Francisco José Amparán

La civilización heleno-cristiana que hemos venido construyendo desde hace 2,500 años está basada en un puñado de principios y valores básicos. Algunos de ellos le pueden resultar muy obvios a la mayoría de las personas sensatas (que no son la mayoría de las personas, habría que aclarar). Por ejemplo, que los indefensos y desvalidos deben ser protegidos por la sociedad. Que la vida humana tiene un valor intrínseco, con independencia de etnia, religión o preferencia futbolística (a propósito: un principio civilizatorio fundamental es no aventarle bengalas en la cabeza a porteros brasileños que no tienen nada qué ver con la decisión de un árbitro medio bruto). Y que todo individuo es responsable de sus actos, y debe arrostrar las consecuencias de los mismos, para bien y para mal. Lo que se llama libre albedrío. Una de las posibles consecuencias de los actos individuales es el castigo por aquellos actos que la sociedad considera negativos y que no pueden ni deben quedar impunes.

Listado de datos:

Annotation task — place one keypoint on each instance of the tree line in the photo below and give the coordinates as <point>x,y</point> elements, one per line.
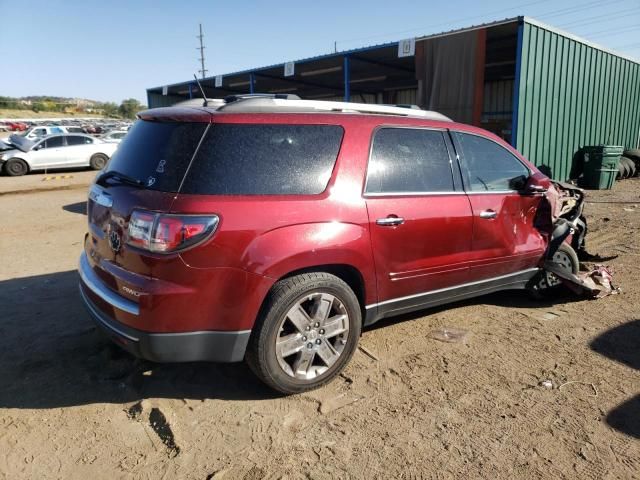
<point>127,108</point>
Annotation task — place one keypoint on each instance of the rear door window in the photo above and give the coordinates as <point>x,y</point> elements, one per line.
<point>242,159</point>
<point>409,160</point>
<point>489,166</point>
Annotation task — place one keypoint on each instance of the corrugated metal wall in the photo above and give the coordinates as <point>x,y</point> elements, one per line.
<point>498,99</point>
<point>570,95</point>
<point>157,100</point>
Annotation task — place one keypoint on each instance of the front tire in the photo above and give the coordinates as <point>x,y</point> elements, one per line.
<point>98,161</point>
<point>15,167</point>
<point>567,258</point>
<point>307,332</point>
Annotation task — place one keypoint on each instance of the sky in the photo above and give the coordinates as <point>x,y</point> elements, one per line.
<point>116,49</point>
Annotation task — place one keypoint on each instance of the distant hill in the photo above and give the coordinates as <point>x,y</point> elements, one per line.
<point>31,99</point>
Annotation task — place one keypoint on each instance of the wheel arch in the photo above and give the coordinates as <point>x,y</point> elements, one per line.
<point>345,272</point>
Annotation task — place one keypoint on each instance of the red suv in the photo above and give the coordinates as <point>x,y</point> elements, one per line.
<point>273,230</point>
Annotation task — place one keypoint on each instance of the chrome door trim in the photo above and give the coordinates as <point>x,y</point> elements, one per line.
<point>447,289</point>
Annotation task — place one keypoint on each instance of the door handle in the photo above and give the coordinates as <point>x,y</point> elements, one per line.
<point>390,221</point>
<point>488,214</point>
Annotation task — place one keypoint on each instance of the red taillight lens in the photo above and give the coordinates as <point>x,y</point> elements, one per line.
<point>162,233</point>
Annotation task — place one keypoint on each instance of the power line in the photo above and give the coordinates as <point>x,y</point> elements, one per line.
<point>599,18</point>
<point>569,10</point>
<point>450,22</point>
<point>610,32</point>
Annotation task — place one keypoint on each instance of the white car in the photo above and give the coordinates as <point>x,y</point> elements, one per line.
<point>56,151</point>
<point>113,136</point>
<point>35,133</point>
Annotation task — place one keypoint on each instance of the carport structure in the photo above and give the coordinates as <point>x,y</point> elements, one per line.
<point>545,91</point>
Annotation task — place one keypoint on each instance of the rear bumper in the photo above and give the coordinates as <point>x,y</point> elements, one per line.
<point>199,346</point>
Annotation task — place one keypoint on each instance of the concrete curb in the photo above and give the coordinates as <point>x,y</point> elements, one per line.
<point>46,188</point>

--

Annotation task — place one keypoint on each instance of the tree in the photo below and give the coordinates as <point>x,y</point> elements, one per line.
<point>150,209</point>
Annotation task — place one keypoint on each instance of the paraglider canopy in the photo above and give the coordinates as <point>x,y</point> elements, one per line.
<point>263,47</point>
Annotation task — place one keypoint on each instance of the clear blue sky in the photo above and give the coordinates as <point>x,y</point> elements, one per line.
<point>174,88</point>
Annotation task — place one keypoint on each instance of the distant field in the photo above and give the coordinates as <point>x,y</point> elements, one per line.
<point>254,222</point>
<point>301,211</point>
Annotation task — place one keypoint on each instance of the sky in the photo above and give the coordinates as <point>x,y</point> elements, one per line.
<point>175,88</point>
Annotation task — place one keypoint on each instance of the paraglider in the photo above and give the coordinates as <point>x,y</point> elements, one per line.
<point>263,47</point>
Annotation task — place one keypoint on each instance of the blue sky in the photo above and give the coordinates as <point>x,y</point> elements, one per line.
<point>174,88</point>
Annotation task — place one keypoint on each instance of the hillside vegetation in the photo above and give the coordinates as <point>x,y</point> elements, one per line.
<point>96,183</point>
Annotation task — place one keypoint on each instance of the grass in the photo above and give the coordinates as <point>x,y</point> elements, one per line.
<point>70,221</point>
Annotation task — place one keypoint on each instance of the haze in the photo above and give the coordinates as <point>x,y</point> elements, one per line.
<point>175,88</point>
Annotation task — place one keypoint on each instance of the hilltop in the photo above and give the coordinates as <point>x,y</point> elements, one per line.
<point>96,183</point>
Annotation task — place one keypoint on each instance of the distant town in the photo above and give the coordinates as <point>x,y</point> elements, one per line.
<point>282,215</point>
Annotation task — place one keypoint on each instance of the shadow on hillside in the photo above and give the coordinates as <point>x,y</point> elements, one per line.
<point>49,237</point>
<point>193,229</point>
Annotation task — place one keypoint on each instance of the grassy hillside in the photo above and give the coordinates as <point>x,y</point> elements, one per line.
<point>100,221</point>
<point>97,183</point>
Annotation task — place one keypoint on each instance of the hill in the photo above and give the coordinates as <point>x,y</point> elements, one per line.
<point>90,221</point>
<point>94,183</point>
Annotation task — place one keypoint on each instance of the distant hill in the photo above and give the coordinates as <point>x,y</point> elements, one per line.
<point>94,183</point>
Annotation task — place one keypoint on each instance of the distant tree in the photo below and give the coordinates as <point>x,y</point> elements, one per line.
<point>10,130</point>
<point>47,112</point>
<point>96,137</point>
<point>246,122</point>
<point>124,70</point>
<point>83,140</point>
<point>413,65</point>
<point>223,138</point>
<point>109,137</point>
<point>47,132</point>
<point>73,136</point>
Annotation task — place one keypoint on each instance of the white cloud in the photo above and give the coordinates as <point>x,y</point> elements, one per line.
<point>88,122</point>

Actividades:
1. Indica si cada afirmación concuerda con el fragmento sobre la civilización heleno-cristiana. Responde sí o no y cita literalmente las palabras del fragmento que lo deciden.
(a) La civilización heleno-cristiana se ha construido a lo largo de unos 2,500 años.
(b) Las personas sensatas constituyen la mayoría de las personas.
(c) El valor de la vida humana depende de la religión de cada individuo.
2. Escribe una continuación del fragmento sobre la civilización heleno-cristiana que siga a su última oración.
Para resolver lo que aquí se pide no hace falta consultar el listado.

Soluciones:
1.
(a) Sí: «que hemos venido construyendo desde hace 2,500 años».
(b) No: «(que no son la mayoría de las personas, habría que aclarar)».
(c) No: «tiene un valor intrínseco, con independencia de etnia, religión o preferencia futbolística».

2.
Otro principio civilizatorio es que el castigo debe ser impuesto de acuerdo a la gravedad de la falta, y que esa relación debe estar codificada de alguna manera; fundamentalmente, con una Ley escrita, sancionada y ejecutada por una instancia superior que se llama el Estado.

Algo que suele olvidarse: la función principal del Estado es, precisamente, darle seguridad a los integrantes de la comunidad a su cargo, para que no teman por su integridad, vida y hacienda; no sean víctimas de los malandrines; y en caso de que ello ocurra, castigar a éstos según lo que digan las leyes. Un Estado que no cumple esos principios básicos, es un Estado incapaz, incompetente e inútil.

Sí, ya lo adivinaron: el Estado mexicano ha sido histórica e inexorablemente incapaz, incompetente e inútil. Lo más raro es que todavía haya tanta gente que deposita sus esperanzas en él, suponiendo que puede crear empleos, manejar empresas, darle despensas, crear infraestructura en un país en donde el 85 por ciento de la población no paga impuestos y rescatar a un campo que, con ejidos y CNC’s, tiene medio siglo de ser insalvable.

Las estadísticas demuestran que los niveles de impunidad en México alcanzan el 97 por ciento. Esto es, que un criminal tiene apenas un tres por ciento de probabilidades de purgar algún tipo de pena por sus faltas. O sea, es más fácil sacarse la lotería (aunque sea terminación) que acabar en la cárcel por un delito. Estando así las cosas, lo que extraña es que este país no se haya convertido en un reino de Calibán desde hace buen rato.

Sí, ciertamente este es el país de la impunidad. Por ello, habría que aprovechar lo poco de bueno que podemos sacar del vodevil en que se ha convertido nuestra vida pública y reflexionar sobre qué queremos hacer para crear una nación más justa, un país más… civilizado.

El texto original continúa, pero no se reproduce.